# Texto extraído:
Há ainda o costume que os parentes e conhecidos de longe e  de perto serem convidados para os enterros. Logo depois de o enfermo fechar os olhos, a notícia voa para a casa dos vizinhos. Sem perda de tempo os cavalos são encilhados e as diversas picadas onde mora parentes e conhecidos da família, são percorridas. Esses não demoram para se porem em movimento. Forma-se um cortejo digno de admiração. Em muitos casos o enterro assume características de grandiosidade, quando se observa o cortejo, subindo ou descendo a encosta de um morro. Na frente  sobre uma carroça, puxada por uma parelha de bois pretos que caminham pausadamente, repousa o caixão preto.  Ao lado caminha um menino carregando  uma cruz e não aro uma coroa. Atrás seguem numa longa fila a cavalo, os enlutados, homens, mulheres e crianças. Quando se trata de uma boa família cristã escutam-se apenas orações. Não esquecerei nunca o que ouvi do velho Johann Brill da Picada Holanda. No momento em que o caixão do seu filho que se afogara no rio, foi alçado na carroça, puxou  com voz grave forte o rosário. Sem dúvida uma atitude de autêntica catolicidade e solidez de caráter. O infeliz pai encontrou assim consolo para a dura perda. Certamente um motivo melhor do que aquele a que recorreu o viúvo de outra confissão, consolando-se com a morte da  mulher pois, ainda te restavam as colônias e a casa  bem instalada.

(Linhas de uma coleta de dados)
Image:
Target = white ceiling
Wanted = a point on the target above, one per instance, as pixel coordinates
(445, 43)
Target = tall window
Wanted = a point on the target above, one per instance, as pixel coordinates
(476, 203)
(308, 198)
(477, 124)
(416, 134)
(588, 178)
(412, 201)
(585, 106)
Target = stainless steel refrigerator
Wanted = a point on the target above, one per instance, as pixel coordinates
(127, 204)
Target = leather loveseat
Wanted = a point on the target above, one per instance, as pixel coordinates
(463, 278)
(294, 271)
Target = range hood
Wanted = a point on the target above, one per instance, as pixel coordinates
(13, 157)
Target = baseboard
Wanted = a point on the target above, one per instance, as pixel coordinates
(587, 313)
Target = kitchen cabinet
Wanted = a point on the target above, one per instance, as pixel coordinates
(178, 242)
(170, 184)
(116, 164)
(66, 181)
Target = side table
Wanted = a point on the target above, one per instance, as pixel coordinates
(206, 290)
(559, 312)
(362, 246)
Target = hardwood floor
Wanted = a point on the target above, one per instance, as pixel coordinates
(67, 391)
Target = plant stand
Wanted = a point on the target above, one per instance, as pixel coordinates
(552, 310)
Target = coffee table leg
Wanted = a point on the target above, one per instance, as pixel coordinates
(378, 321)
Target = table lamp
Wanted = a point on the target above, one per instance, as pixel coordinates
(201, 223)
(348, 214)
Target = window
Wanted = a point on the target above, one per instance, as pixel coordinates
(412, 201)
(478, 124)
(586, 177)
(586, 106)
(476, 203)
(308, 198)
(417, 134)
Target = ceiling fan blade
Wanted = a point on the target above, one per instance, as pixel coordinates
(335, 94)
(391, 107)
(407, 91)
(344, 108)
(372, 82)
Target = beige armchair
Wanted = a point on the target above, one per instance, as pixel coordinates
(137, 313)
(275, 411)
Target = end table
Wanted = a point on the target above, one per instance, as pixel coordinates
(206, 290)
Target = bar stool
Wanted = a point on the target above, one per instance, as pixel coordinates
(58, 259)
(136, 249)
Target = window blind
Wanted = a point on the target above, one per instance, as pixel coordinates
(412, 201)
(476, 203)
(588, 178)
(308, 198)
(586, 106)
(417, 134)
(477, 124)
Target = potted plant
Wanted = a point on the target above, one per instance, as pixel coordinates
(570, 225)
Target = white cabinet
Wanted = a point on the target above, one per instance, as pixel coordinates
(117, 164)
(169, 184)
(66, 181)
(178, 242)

# Detalhes da tarefa:
Escreva a parte seguinte do texto sobre os enterros nas picadas, começando logo depois da última frase. As linhas não servem para nada aqui.

# A resposta:
Por ocasião da morte percebe-se bem o valor da religião! Um pouco antes de morrer foi feito, ao acima mencionado Johann Brill, a sugestão que fizesse alguma coisa em favor da Associação do Menino Jesus. Logo depois do falecimento apresentaram-se seus familiares com o pedido de que o vigário adquirisse uma estátua do Menino Jesus, custasse o que custasse. Foi assim que a igreja da Picada da Holanda foi enriquecida com uma bela estátua (147) do Divino Menino, no valor de 50 mil réis.
Ao se tratar de uma família menos piedosa ouvem-se poucas orações durante o cortejo fúnebre. Acompanham o defunto com espírito embotado. Prostrados com a perda, mas com uma ausência de atitude cristã e a desesperança dos animais que puxam o carro fúnebre. Graças a Deus, entre a maioria dos católicos a oração acompanha os restos mortais dos entes amados até a última morada.
Já no tempo do velho Tobias praticava-se o louvável costume de preparar uma refeição no dia do sepultamento. Presume-se que o motivo consistia em motivar os presentes a rezar pelo falecido e reforçar os laços de amizade para com ele. Uma motivação semelhante encontra-se na assim chamada colação (pequena refeição) fúnebre. De outra forma não haveria uma explicação razoável, muito menos cristã pelo fato. O dia do enterro significa um dia de trabalho duro para as mulheres da casa do falecido e suas vizinhas. As montanhas de cuca e os rios de café servem os presentes que por vezes chegam a dezenas. As mesas são ocupadas alternadamente na casa, até que todos tenham sido atendidos, o que só acontece depois de algumas horas.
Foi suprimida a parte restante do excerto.